◆ **Tasks to complete**
1) In the passage on selling through Etsy, switch "inventory" to "stock" and give the part from "Once the four" to "on your shop." again.
2) According to the passage on selling through Etsy, after how many days do reviews expire?

◆ **Source extract**
+---+
Once the four months is up, you will automatically be charged the $.20 to renew your listing. This is a helpful way to keep track of inventory without having to recreate listings.
You do not have to pay a listing fee if you are editing a preexisting listing. There are slightly different rules for creating a private listing for certain types of products, but this limits your customer exposure on Etsy.
Reviews can make or break your shop
Reviews are very important on Etsy. They determine not only whether or not a customer will choose your shop over similar shops but also how many eyes Etsy will put on your shop.
Etsy employs a five-star rating system that customers can use once their product is marked as “delivered.”
Now, here’s the rub: reviews expire after 100 calendar days. This is done by Etsy to provide up-to-date quality information for new customers, but it also means you can’t rest on your laurels. Consider adding “please review your experience” or a similar message at the end of all of your customer communication and confirmation emails.
Ensuring that customer service and shipping are hassle-free will help manage the kind of bad reviews that are focused on the process rather than on the product itself. It is helpful to include up-to-date shipping information in your listings and purchases so that people who feel their item arrived late don’t leave a negative review.
+---+
◆ **Given information**
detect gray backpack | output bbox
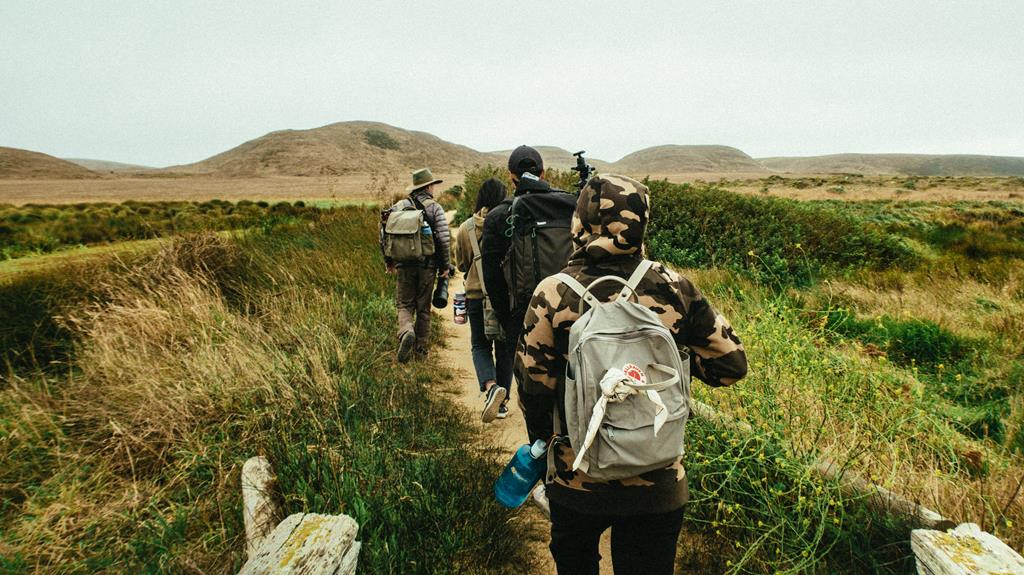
[555,260,690,481]
[383,197,434,263]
+---+
◆ **Problem solutions**
1)
Once the four months is up, you will automatically be charged the $.20 to renew your listing. This is a helpful way to keep track of stock without having to recreate listings.
You do not have to pay a listing fee if you are editing a preexisting listing. There are slightly different rules for creating a private listing for certain types of products, but this limits your customer exposure on Etsy.
Reviews can make or break your shop
Reviews are very important on Etsy. They determine not only whether or not a customer will choose your shop over similar shops but also how many eyes Etsy will put on your shop.

2) Reviews expire after 100 calendar days.